Will the UK courts have their say on data protection?

With the UK’s forthcoming Data (Use and Access) Bill set to make significant changes to the UK’s data protection regime, the operation of GDPR in the UK is set to change significantly in the coming year. Beyond the legislative agenda on data protection, the UK courts may decide to have their say on the thorny issues of data sharing.

 

The judicial branch in the UK’s constitution tends to offer significant deference to the legislature. Even the UK’s Supreme Court cannot ‘strike down’ a law as is common practice in the United States and other countries. However, UK courts can use their interpretation of the law to make just as radical shifts in the application of regulation. 

 

In 2024, the UK Court of Appeal handed down a stunning judgement which has drastically expanded how far a business—and even senior manager—can be held to account for failures of due diligence.

 

Now, a new case before the UK courts involving retail billionaire Mike Ashley has the potential to change the rules on how people can get access to their data. Ashley has launched a legal battle against HM Revenue & Customs (HMRC), accusing the tax authority of “egregious” data protection violations in a dispute linked to an £88 million property deal.

 

The case, currently being heard in London’s High Court, centres on Ashley’s claim that HMRC unlawfully withheld personal data gathered during its investigation into the 2012 sale of 32 properties. Ashley’s lawyers argued that HMRC officials had falsely alleged that Sports Direct, the retail giant he founded, overpaid for the properties, implying misconduct on his part.

Background of the dispute

In the contested transaction, Ashley sold the properties to special purpose vehicles owned by Sports Direct for £88 million. HMRC subsequently claimed the properties had been sold at an inflated value, accusing Ashley of understating his personal tax liability—covering income tax and national insurance contributions—by £13 million.

 

Ashley has demanded access to his personal records under data protection laws, which allow individuals to request such data through a Subject Access Request (SAR). His legal team argues that HMRC’s disclosures have been inadequate and its alleged breaches of the law warrant court intervention.

“Serious and damaging allegations”

Anya Proops KC, representing Ashley, described HMRC’s actions as “extremely serious” and potentially harmful to his reputation. She contended that the authority’s allegations suggested Ashley had acted against the interests of Sports Direct and its shareholders by orchestrating an overpayment.

 

Proops also criticised HMRC’s failure to comply fully with data access laws, calling its initial response to Ashley’s SAR in 2022 “a complete stone wall.” While HMRC has since disclosed some records, Ashley’s team maintains that the tax authority continues to breach its obligations.

HMRC defends its actions

HMRC’s lawyers acknowledged initial shortcomings in responding to Ashley’s SAR but argued that the authority had acted in good faith to address the issues. James Cornwell, representing HMRC, said the tax authority had made significant efforts to rectify its compliance and rejected claims of ongoing breaches. He also described some of Ashley’s demands for further disclosures as “manifestly excessive.”

 

Ashley’s legal team emphasised the cost and effort required to defend against HMRC’s initial £13 million tax demand, which was eventually dropped in 2022 following his appeal. Proops asserted that the withdrawal was due to procedural issues rather than a concession of error by HMRC.

What could the impact of the court case be?

Ashley is seeking a court order requiring HMRC to release additional personal data and cover his legal costs. The case highlights ongoing tensions between taxpayers and regulatory authorities over transparency and accountability in data handling and tax investigations.

(Short exercise):
Write out the part of the article about Mike Ashley's data dispute with HMRC that starts with the words "HMRC defends its" and ends after "error by HMRC.". Rely only on the article about Mike Ashley's data dispute with HMRC.

(Data provided):

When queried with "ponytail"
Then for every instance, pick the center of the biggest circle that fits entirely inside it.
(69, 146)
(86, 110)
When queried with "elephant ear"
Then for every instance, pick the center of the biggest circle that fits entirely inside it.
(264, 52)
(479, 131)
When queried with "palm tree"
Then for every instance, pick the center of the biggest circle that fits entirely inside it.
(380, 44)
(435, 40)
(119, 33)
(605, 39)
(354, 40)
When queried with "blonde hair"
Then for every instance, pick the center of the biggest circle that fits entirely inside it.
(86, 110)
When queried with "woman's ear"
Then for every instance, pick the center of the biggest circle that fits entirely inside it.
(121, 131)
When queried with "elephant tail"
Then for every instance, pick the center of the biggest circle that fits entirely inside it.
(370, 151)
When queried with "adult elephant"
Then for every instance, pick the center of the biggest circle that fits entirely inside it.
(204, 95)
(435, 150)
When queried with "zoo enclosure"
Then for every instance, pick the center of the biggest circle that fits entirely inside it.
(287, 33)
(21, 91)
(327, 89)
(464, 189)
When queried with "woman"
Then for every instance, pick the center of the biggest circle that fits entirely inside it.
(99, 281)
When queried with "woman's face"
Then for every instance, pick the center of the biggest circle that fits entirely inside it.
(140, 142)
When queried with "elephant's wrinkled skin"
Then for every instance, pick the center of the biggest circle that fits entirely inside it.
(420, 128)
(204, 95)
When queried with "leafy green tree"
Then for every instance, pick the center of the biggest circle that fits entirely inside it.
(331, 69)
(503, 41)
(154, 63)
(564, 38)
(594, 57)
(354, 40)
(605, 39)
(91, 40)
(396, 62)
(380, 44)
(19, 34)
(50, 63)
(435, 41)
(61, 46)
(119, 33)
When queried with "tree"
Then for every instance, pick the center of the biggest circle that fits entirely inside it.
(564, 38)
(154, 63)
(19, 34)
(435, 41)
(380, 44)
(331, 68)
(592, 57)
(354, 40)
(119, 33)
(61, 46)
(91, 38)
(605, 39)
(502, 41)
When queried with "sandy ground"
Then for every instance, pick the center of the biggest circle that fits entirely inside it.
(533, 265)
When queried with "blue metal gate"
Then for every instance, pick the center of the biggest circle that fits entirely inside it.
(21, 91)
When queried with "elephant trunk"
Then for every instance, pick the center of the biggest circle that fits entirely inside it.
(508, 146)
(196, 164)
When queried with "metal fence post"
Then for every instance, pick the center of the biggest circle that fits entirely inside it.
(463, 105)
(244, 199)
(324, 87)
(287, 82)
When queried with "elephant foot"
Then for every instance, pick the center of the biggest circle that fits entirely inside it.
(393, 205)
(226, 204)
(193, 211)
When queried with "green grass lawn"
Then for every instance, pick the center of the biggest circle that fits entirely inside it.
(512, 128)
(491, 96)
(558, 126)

(Response to the task):
HMRC defends its actions

HMRC’s lawyers acknowledged initial shortcomings in responding to Ashley’s SAR but argued that the authority had acted in good faith to address the issues. James Cornwell, representing HMRC, said the tax authority had made significant efforts to rectify its compliance and rejected claims of ongoing breaches. He also described some of Ashley’s demands for further disclosures as “manifestly excessive.”

 

Ashley’s legal team emphasised the cost and effort required to defend against HMRC’s initial £13 million tax demand, which was eventually dropped in 2022 following his appeal. Proops asserted that the withdrawal was due to procedural issues rather than a concession of error by HMRC.